Goal of the exercise ▸ Show every line below where "glass" appears.
:: Data ::
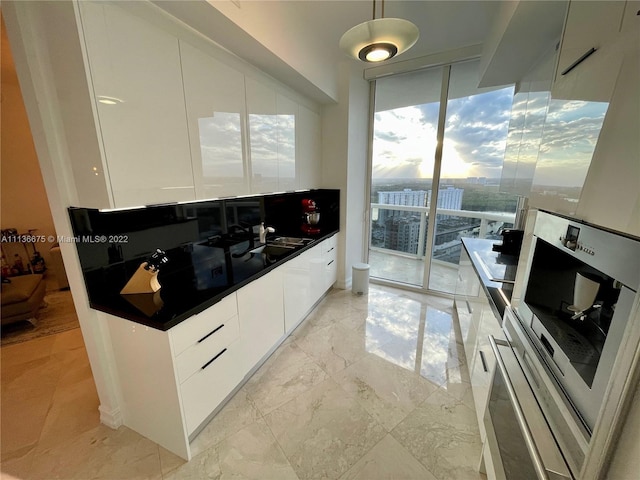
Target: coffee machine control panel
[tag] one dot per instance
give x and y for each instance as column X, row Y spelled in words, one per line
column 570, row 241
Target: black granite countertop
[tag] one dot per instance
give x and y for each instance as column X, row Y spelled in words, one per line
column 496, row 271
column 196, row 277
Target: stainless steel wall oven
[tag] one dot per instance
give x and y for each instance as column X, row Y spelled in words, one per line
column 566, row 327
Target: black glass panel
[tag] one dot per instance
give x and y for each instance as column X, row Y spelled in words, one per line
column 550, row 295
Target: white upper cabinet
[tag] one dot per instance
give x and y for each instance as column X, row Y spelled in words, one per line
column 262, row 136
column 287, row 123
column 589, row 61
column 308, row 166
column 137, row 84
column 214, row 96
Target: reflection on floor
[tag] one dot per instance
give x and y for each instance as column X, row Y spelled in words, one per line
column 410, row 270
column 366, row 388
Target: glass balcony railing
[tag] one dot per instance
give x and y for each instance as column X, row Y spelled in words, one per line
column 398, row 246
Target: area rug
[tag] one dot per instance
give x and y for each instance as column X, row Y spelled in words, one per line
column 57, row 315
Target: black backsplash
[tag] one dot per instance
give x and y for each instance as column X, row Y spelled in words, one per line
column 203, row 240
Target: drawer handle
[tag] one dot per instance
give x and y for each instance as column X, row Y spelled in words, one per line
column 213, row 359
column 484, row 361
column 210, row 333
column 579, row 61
:::
:: Data ::
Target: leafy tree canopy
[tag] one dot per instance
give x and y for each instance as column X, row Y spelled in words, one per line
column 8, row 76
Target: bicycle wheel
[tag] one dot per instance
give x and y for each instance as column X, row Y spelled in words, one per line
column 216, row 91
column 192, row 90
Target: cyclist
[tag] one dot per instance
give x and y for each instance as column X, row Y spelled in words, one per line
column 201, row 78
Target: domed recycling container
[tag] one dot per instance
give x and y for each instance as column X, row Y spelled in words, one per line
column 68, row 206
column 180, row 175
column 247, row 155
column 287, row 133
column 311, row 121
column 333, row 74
:::
:: Data ::
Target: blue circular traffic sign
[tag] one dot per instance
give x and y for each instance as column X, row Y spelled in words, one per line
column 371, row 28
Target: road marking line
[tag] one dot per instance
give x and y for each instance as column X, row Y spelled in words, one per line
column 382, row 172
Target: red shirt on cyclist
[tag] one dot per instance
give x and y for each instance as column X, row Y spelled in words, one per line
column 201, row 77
:::
Solution for this problem ▸
Target: black glass panel
Target: glass balcony railing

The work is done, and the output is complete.